----- Textauszug -----
Beitrag von sven23 » So 30. Aug 2015, 10:32

closs hat geschrieben:Das tut aber das Jüdische NT (und 'Hoffnung für Alle') - andere haben bei der Übersetzung "Generation" eine Anmerkung auf "Volk"/"Nation". - Also irgendwas scheint hier im Busch zu sein.
Außer Ideologie ist hier nichts im Spiel.
Volk heißt im Griechischen: άνθρωποι
Geschlecht heißt: Φύλο
Es gibt also wie im Deutschen für jeden Begriff ein eigenes Wort, was auch verständlich ist, da sie unterschiedliche Bedeutungen haben.
Daß die HKM solche verwässernden und falschen Übersetzungen nicht durchgehen lassen kann, sollte klar sein.
----- Datenauszug -----
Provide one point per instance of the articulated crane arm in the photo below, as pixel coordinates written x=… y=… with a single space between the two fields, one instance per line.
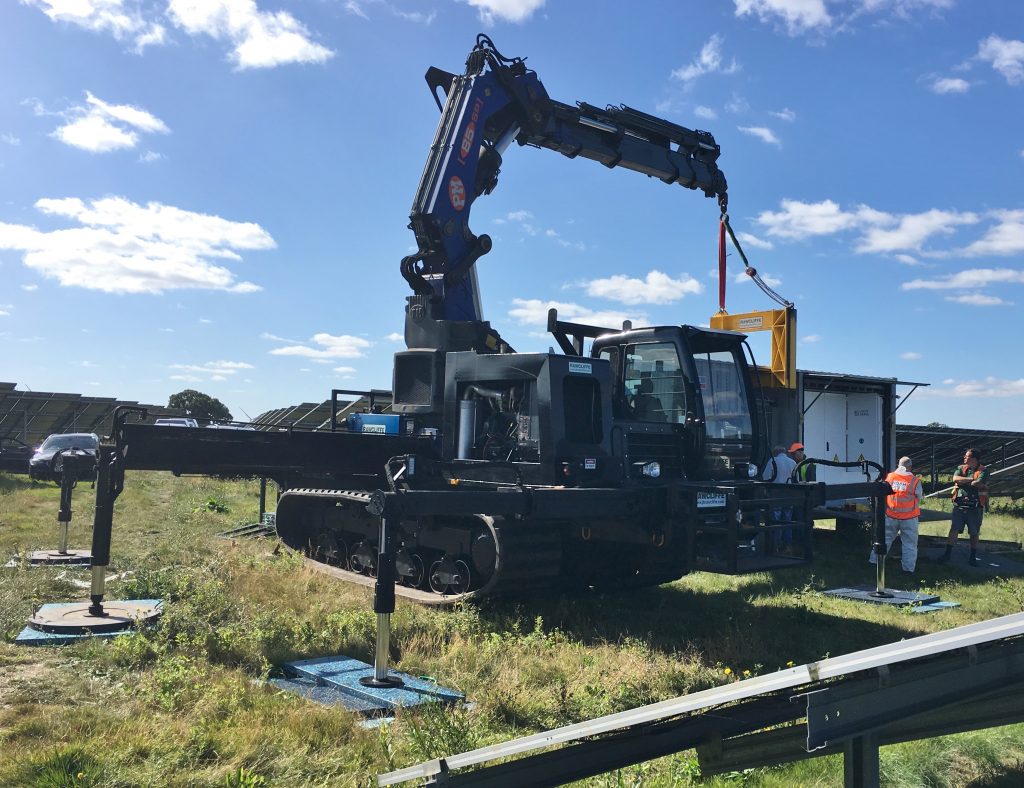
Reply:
x=499 y=100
-----
- Aufgabe 1:
Wer hat den Textauszug über die Übersetzung von „Generation“ verfasst, und wann wurde er veröffentlicht?
- Aufgabe 2:
Schreib den Textauszug über die Übersetzung von „Generation“ im Anschluss an seinen letzten Satz weiter.

- Ergebnis 1:
sven23, am Sonntag, 30. August 2015, um 10:32.

- Ergebnis 2:
closs hat geschrieben: So nüchtern ist HKM - vielen Dank. - Manchmal habe ich den Eindruck, dass die Christen analytischer sind als die Agnostiker.
:lol: Guter Witz.
Das war aber jetzt nicht wirklich neu für dich, oder? Paulus gilt nicht umsonst als der Begründer des Christentums.
Freiheit ist das Recht, anderen zu sagen, was sie nicht hören wollen.